● **Records of labeled boxes**
****************
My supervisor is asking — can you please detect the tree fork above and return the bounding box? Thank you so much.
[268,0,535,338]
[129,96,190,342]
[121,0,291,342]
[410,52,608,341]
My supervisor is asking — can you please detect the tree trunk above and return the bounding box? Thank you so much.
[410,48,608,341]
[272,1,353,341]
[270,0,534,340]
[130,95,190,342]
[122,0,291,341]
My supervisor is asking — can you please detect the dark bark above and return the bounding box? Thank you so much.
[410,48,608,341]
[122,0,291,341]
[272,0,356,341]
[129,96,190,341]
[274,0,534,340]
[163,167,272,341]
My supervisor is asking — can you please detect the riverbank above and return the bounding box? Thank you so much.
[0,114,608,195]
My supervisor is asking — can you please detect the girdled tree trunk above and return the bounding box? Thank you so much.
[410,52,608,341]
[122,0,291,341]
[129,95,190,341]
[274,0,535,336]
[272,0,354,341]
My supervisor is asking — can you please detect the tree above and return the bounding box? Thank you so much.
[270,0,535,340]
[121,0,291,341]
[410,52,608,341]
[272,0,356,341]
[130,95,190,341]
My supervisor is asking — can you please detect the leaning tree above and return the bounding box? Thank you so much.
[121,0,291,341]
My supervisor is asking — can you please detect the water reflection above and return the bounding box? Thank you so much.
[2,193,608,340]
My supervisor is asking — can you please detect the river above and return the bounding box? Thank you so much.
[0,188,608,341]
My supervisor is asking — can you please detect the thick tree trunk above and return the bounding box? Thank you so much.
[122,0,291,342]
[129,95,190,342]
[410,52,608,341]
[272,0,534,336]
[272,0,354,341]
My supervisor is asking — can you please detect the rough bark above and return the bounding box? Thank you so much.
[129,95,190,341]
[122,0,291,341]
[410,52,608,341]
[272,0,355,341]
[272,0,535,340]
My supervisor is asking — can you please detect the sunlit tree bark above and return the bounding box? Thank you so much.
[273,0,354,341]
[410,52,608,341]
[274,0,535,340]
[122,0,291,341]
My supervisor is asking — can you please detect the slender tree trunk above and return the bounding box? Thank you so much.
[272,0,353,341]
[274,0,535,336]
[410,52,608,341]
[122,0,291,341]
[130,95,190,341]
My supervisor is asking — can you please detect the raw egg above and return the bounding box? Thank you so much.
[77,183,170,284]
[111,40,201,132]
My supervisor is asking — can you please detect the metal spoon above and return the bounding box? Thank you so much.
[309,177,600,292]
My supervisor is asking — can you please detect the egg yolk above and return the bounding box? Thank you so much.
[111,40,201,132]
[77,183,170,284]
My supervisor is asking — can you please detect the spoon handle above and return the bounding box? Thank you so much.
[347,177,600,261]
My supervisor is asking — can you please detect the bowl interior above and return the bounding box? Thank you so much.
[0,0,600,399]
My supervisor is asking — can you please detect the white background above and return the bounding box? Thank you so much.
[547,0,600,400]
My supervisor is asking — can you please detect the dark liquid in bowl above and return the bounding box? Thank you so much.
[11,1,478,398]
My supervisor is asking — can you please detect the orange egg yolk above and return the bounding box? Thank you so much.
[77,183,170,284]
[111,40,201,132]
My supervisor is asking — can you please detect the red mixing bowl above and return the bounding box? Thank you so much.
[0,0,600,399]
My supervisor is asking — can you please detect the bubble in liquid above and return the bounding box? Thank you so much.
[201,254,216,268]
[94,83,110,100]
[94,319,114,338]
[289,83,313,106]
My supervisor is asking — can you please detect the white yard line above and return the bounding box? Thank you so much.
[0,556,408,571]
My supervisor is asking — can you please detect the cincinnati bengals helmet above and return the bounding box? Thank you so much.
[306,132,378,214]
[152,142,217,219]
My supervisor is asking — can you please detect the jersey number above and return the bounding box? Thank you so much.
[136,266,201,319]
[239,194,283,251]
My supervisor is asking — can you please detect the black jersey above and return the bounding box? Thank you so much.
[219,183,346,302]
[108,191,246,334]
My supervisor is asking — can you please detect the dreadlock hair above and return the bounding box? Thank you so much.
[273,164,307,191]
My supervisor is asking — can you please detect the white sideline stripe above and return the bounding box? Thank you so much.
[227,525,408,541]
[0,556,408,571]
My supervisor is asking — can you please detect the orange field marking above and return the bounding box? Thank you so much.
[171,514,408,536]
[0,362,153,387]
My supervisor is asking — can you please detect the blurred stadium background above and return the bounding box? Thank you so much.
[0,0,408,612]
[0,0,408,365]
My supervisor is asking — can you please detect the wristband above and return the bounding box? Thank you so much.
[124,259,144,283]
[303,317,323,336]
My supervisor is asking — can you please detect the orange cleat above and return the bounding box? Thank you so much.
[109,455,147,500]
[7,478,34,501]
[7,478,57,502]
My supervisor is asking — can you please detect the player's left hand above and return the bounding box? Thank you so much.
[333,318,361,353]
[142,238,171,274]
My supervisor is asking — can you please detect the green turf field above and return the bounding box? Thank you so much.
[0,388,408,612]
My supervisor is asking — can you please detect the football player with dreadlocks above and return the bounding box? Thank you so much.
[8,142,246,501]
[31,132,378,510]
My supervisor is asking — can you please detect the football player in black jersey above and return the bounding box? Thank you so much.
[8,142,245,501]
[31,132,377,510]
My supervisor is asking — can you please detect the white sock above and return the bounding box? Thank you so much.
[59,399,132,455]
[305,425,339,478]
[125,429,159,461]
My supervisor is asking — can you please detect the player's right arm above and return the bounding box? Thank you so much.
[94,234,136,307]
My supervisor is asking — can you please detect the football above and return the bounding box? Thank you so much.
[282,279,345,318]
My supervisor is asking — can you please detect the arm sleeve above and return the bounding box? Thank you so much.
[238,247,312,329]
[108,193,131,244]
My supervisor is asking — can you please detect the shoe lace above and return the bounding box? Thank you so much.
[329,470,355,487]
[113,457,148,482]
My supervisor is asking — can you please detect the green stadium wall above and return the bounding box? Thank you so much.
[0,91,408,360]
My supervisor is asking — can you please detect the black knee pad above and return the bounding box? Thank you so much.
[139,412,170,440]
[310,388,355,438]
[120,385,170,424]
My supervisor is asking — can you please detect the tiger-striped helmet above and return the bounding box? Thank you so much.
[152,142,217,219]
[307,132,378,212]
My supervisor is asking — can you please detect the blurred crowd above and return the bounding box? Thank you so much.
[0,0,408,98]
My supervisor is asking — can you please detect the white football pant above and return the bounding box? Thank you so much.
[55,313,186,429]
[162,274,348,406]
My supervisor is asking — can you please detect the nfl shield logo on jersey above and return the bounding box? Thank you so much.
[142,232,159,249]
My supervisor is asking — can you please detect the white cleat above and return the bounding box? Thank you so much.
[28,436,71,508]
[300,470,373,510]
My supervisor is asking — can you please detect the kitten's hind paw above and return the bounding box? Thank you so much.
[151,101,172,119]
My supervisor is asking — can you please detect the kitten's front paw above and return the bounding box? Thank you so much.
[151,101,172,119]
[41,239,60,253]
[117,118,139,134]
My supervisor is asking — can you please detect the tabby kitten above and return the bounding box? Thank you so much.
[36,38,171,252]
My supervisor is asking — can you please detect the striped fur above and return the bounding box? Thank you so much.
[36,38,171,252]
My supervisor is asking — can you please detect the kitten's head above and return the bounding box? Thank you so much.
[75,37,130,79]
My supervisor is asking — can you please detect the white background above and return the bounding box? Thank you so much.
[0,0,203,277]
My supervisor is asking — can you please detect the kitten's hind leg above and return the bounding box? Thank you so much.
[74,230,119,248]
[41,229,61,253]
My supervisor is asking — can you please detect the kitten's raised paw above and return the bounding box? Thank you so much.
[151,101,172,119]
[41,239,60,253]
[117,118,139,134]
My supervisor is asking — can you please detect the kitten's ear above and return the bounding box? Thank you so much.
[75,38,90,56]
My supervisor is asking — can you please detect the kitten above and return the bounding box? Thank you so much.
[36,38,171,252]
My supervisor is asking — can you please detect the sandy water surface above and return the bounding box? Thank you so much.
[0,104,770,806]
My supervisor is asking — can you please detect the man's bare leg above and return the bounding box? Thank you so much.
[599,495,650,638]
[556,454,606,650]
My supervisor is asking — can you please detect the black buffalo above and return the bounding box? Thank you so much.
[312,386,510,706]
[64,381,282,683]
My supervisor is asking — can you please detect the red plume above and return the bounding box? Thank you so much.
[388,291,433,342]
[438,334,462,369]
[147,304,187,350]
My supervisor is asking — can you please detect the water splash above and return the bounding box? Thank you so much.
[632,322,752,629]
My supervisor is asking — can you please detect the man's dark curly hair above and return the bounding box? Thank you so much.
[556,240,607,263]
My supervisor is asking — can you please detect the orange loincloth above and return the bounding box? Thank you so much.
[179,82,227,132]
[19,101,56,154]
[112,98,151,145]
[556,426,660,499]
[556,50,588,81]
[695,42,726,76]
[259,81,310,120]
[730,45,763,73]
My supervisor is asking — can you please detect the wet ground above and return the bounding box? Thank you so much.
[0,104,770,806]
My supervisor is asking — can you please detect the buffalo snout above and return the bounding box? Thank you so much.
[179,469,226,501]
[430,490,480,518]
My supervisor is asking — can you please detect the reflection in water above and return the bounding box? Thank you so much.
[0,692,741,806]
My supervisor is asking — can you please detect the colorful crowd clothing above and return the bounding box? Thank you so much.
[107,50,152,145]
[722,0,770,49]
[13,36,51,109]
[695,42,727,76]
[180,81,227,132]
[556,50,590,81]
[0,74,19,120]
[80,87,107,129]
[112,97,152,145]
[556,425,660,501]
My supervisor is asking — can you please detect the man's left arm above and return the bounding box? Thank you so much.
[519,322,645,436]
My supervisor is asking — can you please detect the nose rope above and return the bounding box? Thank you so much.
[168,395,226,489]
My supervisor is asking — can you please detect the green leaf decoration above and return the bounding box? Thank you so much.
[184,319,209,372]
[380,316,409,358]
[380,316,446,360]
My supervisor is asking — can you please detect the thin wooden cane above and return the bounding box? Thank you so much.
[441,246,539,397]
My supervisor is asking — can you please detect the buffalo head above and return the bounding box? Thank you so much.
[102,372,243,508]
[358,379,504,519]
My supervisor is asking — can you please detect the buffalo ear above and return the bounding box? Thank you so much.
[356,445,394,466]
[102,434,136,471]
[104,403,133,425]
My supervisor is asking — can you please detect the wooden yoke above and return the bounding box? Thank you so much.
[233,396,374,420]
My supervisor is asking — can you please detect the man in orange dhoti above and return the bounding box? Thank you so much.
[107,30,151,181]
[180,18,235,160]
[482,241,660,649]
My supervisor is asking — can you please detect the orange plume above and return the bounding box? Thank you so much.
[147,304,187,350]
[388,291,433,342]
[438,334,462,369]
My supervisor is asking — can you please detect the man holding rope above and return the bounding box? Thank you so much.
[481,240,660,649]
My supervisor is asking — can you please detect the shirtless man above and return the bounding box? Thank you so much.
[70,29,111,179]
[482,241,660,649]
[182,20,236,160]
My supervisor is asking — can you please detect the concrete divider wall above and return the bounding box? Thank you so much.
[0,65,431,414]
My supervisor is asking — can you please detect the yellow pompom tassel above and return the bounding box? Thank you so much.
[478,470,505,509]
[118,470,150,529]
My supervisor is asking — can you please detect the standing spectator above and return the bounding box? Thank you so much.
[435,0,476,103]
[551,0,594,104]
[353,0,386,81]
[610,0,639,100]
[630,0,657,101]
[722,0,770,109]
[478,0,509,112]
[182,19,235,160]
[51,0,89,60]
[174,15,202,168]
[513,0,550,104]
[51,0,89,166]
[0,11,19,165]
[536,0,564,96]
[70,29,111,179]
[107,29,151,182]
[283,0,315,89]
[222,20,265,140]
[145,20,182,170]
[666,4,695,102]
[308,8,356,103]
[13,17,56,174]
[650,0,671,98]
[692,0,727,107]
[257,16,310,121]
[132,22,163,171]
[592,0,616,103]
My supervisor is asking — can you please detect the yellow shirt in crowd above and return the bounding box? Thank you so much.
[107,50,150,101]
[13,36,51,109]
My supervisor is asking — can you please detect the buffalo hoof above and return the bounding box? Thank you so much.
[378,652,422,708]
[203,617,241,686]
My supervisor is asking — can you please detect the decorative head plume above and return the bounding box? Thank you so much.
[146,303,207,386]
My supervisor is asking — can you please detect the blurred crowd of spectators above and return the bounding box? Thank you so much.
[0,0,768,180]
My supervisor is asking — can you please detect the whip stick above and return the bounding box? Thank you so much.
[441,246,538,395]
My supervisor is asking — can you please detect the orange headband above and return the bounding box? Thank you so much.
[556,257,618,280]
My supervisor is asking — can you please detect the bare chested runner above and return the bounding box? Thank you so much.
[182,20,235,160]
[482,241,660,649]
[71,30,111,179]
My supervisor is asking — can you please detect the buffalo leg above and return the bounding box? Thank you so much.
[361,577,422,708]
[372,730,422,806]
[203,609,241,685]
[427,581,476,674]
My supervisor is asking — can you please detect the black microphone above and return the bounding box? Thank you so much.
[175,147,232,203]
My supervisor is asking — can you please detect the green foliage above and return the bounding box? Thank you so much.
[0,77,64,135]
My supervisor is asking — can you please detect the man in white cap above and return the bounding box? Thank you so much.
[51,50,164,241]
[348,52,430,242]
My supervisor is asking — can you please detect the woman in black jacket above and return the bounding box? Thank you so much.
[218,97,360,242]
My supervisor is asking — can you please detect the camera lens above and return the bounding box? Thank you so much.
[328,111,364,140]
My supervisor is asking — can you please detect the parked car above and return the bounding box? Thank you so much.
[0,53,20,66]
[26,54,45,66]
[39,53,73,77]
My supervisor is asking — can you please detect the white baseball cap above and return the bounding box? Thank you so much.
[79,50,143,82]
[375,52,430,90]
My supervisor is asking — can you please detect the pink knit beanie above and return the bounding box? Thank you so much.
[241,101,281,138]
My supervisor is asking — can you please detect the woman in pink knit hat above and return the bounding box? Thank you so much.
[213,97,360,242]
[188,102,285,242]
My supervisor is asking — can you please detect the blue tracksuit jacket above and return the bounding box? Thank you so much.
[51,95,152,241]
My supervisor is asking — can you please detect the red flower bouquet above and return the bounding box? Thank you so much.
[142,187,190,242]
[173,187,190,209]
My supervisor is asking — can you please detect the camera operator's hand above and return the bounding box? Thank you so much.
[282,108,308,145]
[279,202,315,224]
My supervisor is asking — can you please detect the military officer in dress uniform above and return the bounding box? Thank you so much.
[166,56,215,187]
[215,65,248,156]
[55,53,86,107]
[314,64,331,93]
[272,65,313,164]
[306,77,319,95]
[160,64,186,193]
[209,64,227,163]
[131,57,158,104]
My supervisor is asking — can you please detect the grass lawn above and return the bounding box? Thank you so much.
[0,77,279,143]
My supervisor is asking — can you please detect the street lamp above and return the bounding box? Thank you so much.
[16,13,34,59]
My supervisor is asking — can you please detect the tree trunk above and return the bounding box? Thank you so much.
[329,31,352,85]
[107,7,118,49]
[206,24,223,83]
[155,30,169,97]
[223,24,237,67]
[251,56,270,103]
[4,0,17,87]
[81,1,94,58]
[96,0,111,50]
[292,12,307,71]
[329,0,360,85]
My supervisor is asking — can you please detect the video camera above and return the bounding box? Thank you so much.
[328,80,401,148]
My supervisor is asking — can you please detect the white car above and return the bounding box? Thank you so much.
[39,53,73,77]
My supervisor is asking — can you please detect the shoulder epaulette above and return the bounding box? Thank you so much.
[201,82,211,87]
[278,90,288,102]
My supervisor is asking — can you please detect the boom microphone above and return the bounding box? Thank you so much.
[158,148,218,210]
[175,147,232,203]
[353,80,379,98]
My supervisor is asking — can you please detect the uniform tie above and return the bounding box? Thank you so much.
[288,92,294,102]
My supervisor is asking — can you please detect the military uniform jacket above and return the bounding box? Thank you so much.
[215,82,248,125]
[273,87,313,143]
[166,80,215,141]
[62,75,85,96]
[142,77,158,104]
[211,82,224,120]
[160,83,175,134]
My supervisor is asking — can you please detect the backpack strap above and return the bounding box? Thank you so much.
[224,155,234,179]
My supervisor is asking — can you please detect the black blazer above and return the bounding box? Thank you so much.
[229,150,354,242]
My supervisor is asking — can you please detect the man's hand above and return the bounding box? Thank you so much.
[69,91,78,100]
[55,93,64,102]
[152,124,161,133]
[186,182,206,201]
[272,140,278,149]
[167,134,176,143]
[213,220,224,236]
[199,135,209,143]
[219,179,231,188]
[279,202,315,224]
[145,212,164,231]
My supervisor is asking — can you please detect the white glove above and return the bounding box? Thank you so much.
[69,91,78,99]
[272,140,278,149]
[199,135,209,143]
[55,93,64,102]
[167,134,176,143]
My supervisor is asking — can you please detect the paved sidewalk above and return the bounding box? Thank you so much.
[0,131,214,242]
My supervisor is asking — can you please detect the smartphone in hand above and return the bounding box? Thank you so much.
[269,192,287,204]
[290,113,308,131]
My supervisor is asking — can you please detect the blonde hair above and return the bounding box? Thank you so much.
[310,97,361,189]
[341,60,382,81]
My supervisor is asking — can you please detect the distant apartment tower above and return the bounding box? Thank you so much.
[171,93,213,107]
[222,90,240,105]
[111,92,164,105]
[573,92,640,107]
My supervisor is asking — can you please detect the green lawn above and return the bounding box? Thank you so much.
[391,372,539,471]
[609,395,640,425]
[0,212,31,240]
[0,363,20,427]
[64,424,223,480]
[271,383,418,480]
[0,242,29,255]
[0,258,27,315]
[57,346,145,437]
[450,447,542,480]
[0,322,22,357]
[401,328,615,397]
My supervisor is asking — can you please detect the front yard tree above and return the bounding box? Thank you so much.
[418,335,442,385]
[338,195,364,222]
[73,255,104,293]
****************
● **GIVEN INSTRUCTION**
Collect and copy every line above that contains the string "reflection". Case counts.

● **SOLUTION**
My supervisor is asking — can you please detect the water reflection above and return the bounding box? Thank you so much.
My supervisor is asking — can you please detect the reflection in water above and return the bounding box? Thank you so much.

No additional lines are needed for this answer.